What is being asked >> Can you convert the lines of the listing below into a numbered list, leaving out any blank lines?

(Collected data entries)
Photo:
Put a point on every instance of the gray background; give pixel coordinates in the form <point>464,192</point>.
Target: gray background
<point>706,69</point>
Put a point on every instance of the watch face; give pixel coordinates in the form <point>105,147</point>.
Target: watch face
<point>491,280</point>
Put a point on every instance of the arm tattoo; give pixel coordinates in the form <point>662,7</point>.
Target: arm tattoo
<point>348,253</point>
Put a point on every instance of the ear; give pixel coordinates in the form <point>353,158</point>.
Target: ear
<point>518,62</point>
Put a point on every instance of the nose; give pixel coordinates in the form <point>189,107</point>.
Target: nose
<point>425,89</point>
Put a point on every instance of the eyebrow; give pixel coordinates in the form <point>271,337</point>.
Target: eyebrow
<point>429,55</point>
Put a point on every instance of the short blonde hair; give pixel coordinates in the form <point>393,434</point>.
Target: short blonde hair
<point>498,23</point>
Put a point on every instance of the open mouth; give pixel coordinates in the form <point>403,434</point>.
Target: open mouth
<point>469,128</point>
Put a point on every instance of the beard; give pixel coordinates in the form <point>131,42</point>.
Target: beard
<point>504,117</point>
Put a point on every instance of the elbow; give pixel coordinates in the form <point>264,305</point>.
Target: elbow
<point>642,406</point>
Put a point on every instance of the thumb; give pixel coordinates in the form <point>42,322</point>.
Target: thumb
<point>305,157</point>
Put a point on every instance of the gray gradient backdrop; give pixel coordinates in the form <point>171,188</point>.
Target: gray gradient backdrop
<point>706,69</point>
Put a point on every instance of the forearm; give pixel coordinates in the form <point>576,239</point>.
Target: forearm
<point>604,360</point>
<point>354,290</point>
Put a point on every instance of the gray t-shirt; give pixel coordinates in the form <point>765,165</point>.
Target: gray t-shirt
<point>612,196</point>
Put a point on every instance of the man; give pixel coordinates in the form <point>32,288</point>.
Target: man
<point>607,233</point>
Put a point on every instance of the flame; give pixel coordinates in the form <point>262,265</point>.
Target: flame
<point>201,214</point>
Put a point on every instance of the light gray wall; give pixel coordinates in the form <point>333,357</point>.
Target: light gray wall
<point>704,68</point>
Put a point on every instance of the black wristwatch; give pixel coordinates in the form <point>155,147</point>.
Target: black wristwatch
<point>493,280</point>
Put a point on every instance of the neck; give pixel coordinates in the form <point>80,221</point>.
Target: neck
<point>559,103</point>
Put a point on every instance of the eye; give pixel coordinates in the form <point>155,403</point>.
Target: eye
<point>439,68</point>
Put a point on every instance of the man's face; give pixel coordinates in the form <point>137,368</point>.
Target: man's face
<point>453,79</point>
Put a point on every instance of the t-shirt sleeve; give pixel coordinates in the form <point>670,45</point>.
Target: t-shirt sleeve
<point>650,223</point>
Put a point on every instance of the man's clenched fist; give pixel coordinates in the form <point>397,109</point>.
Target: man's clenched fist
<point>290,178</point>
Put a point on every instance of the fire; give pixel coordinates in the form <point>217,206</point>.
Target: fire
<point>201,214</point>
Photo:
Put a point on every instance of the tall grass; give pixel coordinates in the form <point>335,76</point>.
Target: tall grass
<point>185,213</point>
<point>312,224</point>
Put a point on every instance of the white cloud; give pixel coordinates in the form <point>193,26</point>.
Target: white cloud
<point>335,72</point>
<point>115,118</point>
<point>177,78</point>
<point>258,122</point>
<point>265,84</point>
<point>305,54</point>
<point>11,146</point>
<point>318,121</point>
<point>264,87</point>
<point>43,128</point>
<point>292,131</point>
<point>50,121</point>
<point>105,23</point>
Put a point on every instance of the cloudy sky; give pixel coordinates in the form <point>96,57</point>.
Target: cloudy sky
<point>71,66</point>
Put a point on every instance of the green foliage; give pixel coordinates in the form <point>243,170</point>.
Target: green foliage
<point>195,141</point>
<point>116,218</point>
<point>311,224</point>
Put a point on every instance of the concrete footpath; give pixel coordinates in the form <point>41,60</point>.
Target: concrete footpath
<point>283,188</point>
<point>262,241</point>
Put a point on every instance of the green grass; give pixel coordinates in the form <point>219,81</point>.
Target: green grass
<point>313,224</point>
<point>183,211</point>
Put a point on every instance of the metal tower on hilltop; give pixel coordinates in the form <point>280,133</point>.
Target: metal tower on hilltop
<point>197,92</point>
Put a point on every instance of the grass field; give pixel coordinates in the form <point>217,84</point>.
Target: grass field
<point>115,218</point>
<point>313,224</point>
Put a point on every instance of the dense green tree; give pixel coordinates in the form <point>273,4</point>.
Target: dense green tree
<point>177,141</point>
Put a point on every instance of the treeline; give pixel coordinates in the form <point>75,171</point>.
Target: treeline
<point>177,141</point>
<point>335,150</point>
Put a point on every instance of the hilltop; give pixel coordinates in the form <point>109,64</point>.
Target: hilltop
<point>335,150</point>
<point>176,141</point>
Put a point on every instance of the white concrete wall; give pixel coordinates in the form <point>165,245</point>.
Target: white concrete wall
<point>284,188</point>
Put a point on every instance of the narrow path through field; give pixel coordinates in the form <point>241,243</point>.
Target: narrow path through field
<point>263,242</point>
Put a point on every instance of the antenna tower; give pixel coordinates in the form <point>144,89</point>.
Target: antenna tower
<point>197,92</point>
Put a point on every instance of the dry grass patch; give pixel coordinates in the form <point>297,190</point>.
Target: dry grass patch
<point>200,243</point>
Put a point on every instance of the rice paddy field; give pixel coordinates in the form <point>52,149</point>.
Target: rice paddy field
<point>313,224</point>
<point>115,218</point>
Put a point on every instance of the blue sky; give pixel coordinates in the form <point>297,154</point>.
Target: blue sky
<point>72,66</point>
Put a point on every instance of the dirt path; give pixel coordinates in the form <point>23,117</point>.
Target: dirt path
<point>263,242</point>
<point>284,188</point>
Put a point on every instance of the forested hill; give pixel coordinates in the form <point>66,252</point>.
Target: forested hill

Answer to the problem >>
1. Photo:
2. Put a point on every instance of the gray background; give pixel coordinates in the form <point>464,192</point>.
3. Target: gray background
4. <point>706,69</point>
5. Put a point on every instance of the watch face; give pixel coordinates in the form <point>105,147</point>.
6. Target: watch face
7. <point>491,280</point>
8. Put a point on every instance of the arm tattoo; give pixel coordinates in the form <point>662,7</point>.
9. Target: arm tattoo
10. <point>348,253</point>
11. Put a point on every instance of the ear; give pixel coordinates in the form <point>353,158</point>.
12. Target: ear
13. <point>518,62</point>
14. Put a point on every instance of the nose; give pixel coordinates in the form <point>189,107</point>.
15. Target: nose
16. <point>425,89</point>
17. Put a point on every instance of the eyebrow; give pixel coordinates in the form <point>271,337</point>.
18. Target: eyebrow
19. <point>429,55</point>
20. Put a point on every instance of the short blonde hair; give pixel coordinates in the form <point>393,434</point>.
21. Target: short blonde hair
22. <point>498,23</point>
23. Put a point on every instance of the open mouth; give pixel coordinates in the form <point>403,434</point>.
24. Target: open mouth
25. <point>469,128</point>
26. Put a point on every instance of the beard; give pixel coordinates in the form <point>131,42</point>.
27. Target: beard
28. <point>504,117</point>
29. Put a point on every instance of the elbow; give pixel coordinates in the form <point>264,305</point>.
30. Target: elbow
31. <point>642,406</point>
32. Put a point on every instance of the thumb; give pixel coordinates in the form <point>42,322</point>.
33. Target: thumb
34. <point>305,157</point>
35. Put a point on every instance of the gray gradient backdrop; give pixel coordinates in the form <point>171,188</point>.
36. Target: gray gradient backdrop
37. <point>706,69</point>
38. Put a point on every instance of the forearm; give pixel coordinates in the form <point>576,239</point>.
39. Target: forearm
40. <point>604,360</point>
41. <point>354,290</point>
42. Put a point on every instance of the gray t-shirt; give pixel coordinates in the form <point>765,165</point>.
43. Target: gray t-shirt
44. <point>612,196</point>
45. Put a point on every instance of the man; give pixel coordinates in the form <point>32,288</point>.
46. Target: man
47. <point>607,233</point>
48. Put a point on every instance of the flame; give pixel coordinates in the form <point>262,265</point>.
49. Target: flame
50. <point>201,214</point>
51. Put a point on every instance of the light gray wall; give pixel coordinates in the form <point>333,357</point>.
52. Target: light gray wall
53. <point>704,68</point>
54. Put a point on every instance of the black wristwatch; give pixel coordinates in the form <point>155,147</point>.
55. Target: black wristwatch
56. <point>493,280</point>
57. Put a point on every instance of the neck; give pixel coordinates in the form <point>80,221</point>.
58. Target: neck
59. <point>559,103</point>
60. Put a point on every instance of the eye; give pixel coordinates in the form <point>155,403</point>.
61. Target: eye
62. <point>439,68</point>
63. Put a point on every instance of the man's face; give pixel coordinates in the form <point>137,368</point>.
64. Target: man's face
65. <point>453,79</point>
66. Put a point on every instance of the t-shirt sleeve; give pixel coordinates in the form <point>670,45</point>.
67. Target: t-shirt sleeve
68. <point>650,223</point>
69. Put a point on every instance of the man's clenched fist; give pixel coordinates in the form <point>397,109</point>.
70. Target: man's clenched fist
71. <point>290,178</point>
72. Put a point on every instance of the fire; give pixel coordinates in the form <point>217,206</point>.
73. Target: fire
74. <point>201,214</point>
75. Photo:
76. Put a point on every instance of the tall grass; give pixel coordinates in the form <point>335,76</point>.
77. Target: tall grass
78. <point>185,213</point>
79. <point>312,224</point>
80. Put a point on every instance of the white cloud; give pixel coordinates in the form <point>193,26</point>.
81. Target: white cloud
82. <point>335,72</point>
83. <point>115,118</point>
84. <point>177,78</point>
85. <point>258,122</point>
86. <point>265,84</point>
87. <point>305,54</point>
88. <point>11,146</point>
89. <point>318,121</point>
90. <point>264,87</point>
91. <point>43,128</point>
92. <point>292,131</point>
93. <point>50,121</point>
94. <point>105,23</point>
95. Put a point on every instance of the cloudy sky; give pixel coordinates in the form <point>96,57</point>.
96. Target: cloudy sky
97. <point>71,66</point>
98. Put a point on every instance of the green foliage; give pixel coordinates in the form <point>243,170</point>.
99. Target: green foliage
100. <point>195,141</point>
101. <point>116,218</point>
102. <point>311,224</point>
103. Put a point on every instance of the concrete footpath; give pixel coordinates in the form <point>41,60</point>.
104. Target: concrete footpath
105. <point>283,188</point>
106. <point>262,241</point>
107. Put a point on every instance of the green grass; give pixel coordinates in the form <point>219,81</point>.
108. Target: green grass
109. <point>313,224</point>
110. <point>183,211</point>
111. Put a point on every instance of the metal tower on hilltop; give pixel coordinates in the form <point>280,133</point>.
112. Target: metal tower on hilltop
113. <point>197,92</point>
114. Put a point on every instance of the grass field; give pixel coordinates in the form <point>217,84</point>.
115. Target: grass field
116. <point>115,218</point>
117. <point>313,224</point>
118. Put a point on every instance of the dense green tree; give pixel coordinates in the form <point>273,4</point>.
119. Target: dense green tree
120. <point>177,141</point>
121. Put a point on every instance of the treeline; give pixel coordinates in the form <point>75,171</point>.
122. Target: treeline
123. <point>177,141</point>
124. <point>335,150</point>
125. Put a point on every instance of the hilltop; give pixel coordinates in the form <point>109,64</point>.
126. Target: hilltop
127. <point>335,150</point>
128. <point>176,141</point>
129. Put a point on every instance of the white concrete wall; give pixel coordinates in the form <point>165,245</point>.
130. Target: white concrete wall
131. <point>284,188</point>
132. Put a point on every instance of the narrow path through field; give pixel coordinates in the form <point>241,243</point>.
133. Target: narrow path through field
134. <point>263,242</point>
135. Put a point on every instance of the antenna tower; give pixel coordinates in the form <point>144,89</point>.
136. Target: antenna tower
137. <point>197,92</point>
138. Put a point on every instance of the dry grass patch; give pixel coordinates in the form <point>297,190</point>.
139. Target: dry grass patch
140. <point>200,243</point>
141. Put a point on every instance of the rice paddy field; give pixel coordinates in the form <point>52,149</point>.
142. Target: rice paddy field
143. <point>313,224</point>
144. <point>115,218</point>
145. Put a point on every instance of the blue sky; give pixel coordinates in the form <point>297,154</point>.
146. Target: blue sky
147. <point>72,66</point>
148. Put a point on every instance of the dirt path; give pixel coordinates in the form <point>23,117</point>.
149. Target: dirt path
150. <point>263,242</point>
151. <point>284,188</point>
152. Put a point on every instance of the forested hill; give pixel coordinates in the form <point>66,252</point>.
153. Target: forested hill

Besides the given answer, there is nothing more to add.